И – мимо меня к окну. Я тоже подбежала к окну. Там у подъезда стояла открытая машина, сидел Масс, а по бокам – те двое „в коже“. В ту же ночь приехали за Эрдманом и увезли на этой же машине.
На следующий день с гэпэушником никто не разговаривает, никто руки не подает. Он очень был огорчен, оправдывался:
– А что я мог сделать? Мне ночью пришла телеграмма из Москвы – арестовать. Я же не мог не подчиниться».
 

А вот как впоследствии рассказывал отец:

«Утесов крикнул мне из окна: „Владимир Захарович, куда же вы без плаща? В Москве холодно!“ – и кинул свой плащ.

Так меня и увезли в Москву в утесовском плаще. Везли под конвоем, в пассажирском поезде, в открытом купе. Пассажиры ходили мимо, смотрели на меня как на преступника… Это было так… стыдно…»

Был оперативно изъят из всех магазинов и библиотек (и стал библиографической редкостью) только что вышедший альманах «Год XVI», в котором был напечатан очень смешной и острый фельетон Масса и Эрдмана «Заседание о смехе», и выпущен другой вариант альманаха, уже без фельетона.

Ну, прямо Оруэлл, «1984» – «Министерство правды».

Дальше – допросы, которые вел следователь Шиваров. Этот следователь был «специалистом по писателям», со многими из них дружил, ходил к ним в гости. По воспоминаниям Василия Катаняна, в его книге «Лоскутное одеяло», Шиваров красиво ухаживал за дамами и сам был красивый, обходительный… Словом, как и тот, в Гаграх: симпатичный, пока не арестовывал.

Масс был отправлен в Тобольск, Эрдман – в Енисейск. Оба отделались сравнительно легко: всего лишь по три года ссылки и «минус десять», то есть без права проживания по отбытии ссылки в Москве и в других крупных городах Советского Союза. Из искусства «всего лишь» были вырваны два его ярких представителя в расцвете лет и творческих сил: Эрдману было тридцать три года, Массу – тридцать семь.

Съемки фильма тем временем продолжались. «Веселые ребята» вышли в январе 1934 года и начали свой триумфальный путь во времени и пространстве, только фамилий Эрдмана и Масса не было в титрах. Их восстановили в шестидесятых.

«Верю, все будет хорошо…»

Что нужно сделать
Продолжите текст об аресте Масса и Эрдмана, начав сразу после строки «Верю, все будет хорошо…».

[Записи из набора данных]
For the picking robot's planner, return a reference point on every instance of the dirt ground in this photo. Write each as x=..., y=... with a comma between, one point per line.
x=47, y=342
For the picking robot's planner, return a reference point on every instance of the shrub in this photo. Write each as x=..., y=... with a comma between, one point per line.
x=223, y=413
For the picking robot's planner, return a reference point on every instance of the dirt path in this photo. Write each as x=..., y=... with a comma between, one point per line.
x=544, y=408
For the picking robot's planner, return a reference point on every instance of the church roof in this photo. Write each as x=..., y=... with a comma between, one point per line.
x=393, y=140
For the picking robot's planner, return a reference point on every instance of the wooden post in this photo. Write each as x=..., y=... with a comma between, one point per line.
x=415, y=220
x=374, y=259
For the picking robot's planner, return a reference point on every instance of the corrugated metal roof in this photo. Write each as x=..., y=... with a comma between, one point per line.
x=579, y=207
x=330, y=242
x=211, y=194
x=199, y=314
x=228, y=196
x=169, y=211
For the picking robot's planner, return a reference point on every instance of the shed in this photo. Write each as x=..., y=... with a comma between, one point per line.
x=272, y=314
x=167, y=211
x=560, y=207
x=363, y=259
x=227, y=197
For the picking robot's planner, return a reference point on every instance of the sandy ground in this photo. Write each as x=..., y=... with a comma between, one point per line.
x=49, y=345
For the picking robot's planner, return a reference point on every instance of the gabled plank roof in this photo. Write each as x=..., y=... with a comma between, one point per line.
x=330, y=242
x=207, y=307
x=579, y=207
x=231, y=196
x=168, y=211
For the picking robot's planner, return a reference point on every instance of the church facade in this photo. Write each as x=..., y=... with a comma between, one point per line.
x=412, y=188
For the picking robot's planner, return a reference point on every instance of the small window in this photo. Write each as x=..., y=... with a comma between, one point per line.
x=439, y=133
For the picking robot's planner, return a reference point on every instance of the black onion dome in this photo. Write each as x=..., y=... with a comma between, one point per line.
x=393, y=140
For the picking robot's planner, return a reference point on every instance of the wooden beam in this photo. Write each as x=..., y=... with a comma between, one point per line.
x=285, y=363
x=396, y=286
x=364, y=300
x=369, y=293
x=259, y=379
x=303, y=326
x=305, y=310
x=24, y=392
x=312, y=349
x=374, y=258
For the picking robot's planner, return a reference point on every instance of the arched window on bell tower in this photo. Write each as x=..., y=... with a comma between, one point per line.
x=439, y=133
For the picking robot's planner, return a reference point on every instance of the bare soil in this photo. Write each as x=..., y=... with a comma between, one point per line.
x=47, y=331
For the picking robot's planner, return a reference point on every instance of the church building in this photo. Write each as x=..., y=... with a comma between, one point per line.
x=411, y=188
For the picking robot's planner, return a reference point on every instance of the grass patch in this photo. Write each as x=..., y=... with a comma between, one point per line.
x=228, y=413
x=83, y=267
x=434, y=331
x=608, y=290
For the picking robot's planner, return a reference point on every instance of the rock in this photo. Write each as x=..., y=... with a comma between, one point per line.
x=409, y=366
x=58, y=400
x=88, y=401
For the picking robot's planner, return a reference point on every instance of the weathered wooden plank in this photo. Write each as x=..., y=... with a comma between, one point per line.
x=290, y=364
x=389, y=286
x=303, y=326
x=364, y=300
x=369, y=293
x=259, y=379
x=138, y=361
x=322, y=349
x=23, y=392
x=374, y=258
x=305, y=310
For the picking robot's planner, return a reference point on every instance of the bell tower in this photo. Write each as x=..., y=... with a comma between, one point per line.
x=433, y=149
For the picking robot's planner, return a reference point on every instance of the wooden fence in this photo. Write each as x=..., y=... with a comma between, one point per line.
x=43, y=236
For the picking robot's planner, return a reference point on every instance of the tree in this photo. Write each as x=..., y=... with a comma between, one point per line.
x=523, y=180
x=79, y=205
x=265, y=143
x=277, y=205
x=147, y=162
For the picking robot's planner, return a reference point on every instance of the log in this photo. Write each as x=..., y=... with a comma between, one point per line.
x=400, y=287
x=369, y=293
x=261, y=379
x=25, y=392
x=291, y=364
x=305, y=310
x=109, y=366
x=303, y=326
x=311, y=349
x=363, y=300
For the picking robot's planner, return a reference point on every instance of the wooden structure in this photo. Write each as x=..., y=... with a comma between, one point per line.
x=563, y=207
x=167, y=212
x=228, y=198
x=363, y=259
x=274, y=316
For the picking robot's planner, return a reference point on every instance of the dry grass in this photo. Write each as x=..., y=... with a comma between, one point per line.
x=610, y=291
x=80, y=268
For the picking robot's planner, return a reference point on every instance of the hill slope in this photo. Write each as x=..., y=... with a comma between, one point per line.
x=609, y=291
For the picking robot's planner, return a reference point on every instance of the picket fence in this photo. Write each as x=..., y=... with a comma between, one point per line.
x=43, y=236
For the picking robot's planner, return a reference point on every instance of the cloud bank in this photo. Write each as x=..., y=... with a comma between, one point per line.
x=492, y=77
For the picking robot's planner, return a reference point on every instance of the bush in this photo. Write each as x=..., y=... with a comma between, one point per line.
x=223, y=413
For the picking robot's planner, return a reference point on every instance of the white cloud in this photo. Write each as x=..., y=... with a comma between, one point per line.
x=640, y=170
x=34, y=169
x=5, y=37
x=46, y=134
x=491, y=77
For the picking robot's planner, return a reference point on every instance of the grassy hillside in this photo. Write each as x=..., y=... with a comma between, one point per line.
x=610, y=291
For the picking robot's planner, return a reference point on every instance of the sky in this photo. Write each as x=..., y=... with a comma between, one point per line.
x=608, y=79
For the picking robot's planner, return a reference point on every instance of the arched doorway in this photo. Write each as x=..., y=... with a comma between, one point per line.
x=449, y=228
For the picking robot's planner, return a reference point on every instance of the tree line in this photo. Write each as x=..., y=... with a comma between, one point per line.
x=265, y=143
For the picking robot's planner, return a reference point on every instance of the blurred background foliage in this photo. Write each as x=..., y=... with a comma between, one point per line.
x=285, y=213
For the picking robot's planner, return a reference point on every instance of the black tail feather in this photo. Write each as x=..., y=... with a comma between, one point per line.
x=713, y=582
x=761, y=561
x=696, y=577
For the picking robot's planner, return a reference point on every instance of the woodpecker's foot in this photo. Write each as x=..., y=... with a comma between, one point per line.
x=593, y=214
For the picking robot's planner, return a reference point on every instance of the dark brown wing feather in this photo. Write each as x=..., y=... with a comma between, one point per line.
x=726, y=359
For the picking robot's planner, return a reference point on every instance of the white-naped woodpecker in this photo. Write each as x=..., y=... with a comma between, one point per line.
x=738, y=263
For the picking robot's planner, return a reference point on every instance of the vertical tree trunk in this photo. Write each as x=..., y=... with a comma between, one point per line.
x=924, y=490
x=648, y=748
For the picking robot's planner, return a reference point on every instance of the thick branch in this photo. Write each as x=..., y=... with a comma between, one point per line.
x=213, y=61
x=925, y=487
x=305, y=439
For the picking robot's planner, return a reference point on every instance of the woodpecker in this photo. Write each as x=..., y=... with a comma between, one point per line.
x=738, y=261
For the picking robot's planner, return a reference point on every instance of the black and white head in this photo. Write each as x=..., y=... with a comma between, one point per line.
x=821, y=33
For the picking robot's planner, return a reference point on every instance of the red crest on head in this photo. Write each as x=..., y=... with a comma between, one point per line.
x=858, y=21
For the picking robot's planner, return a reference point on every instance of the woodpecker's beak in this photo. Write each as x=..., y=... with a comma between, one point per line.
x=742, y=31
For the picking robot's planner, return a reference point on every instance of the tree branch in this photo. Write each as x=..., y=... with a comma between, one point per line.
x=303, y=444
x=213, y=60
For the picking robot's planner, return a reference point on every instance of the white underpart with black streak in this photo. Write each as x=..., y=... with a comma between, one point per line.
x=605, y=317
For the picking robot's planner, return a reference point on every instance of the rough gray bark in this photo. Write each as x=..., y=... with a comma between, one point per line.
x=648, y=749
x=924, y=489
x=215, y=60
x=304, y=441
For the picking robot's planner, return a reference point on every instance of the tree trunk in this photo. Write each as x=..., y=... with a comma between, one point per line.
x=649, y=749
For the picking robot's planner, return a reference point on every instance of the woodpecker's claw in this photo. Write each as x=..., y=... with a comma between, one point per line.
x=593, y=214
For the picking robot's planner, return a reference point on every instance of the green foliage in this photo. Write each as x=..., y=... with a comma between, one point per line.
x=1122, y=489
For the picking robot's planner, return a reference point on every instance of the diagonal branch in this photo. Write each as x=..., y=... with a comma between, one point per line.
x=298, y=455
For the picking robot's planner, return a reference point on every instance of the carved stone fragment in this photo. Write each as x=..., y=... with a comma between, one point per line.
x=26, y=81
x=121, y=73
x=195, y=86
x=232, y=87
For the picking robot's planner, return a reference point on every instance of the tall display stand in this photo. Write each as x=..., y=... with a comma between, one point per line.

Результат задания
Полоски текста, наклеенные на обрывки каких-то счетов, на страницы, вырванные из железнодорожного справочника – телеграммы тех лет. Из Москвы в Тобольск: «Родной верю все будет хорошо люблю – Наташа». Из Енисейска в Москву от Эрдмана: «Сообщите где Володя простите если в чем-нибудь виноват поклон Вите – Николай». Из Енисейска в Тобольск: «Пиши Енисейск улица Сталина 23 Жму руку – Николай».

В Тобольске, крохотном в те годы городке, где не было театра, отец организовал театральную студию при клубе Профинтерна, поставил там «Чужого ребенка» Шкваркина, читал лекции об искусстве, писал бодрые, «идейные» стихи в «Тобольскую правду». И в особую тетрадь – для себя.

Наташе
 
Под жалобы осени вьюжной,
Гонимый ненастьем и тьмой,
Оставленный всеми, ненужный,
Устало бреду я домой.
 
 
Но знаю, дорогой ночною,
Идя под осенним дождем,
Как Сольвейг, ты всюду со мною,
Как Сольвейг, ты в сердце моем.
 
 
И знаю, напрасны тревоги,
Как Сольвейг, ты ждешь и не спишь,
Ты встретишь меня на пороге,
Утешишь меня и простишь.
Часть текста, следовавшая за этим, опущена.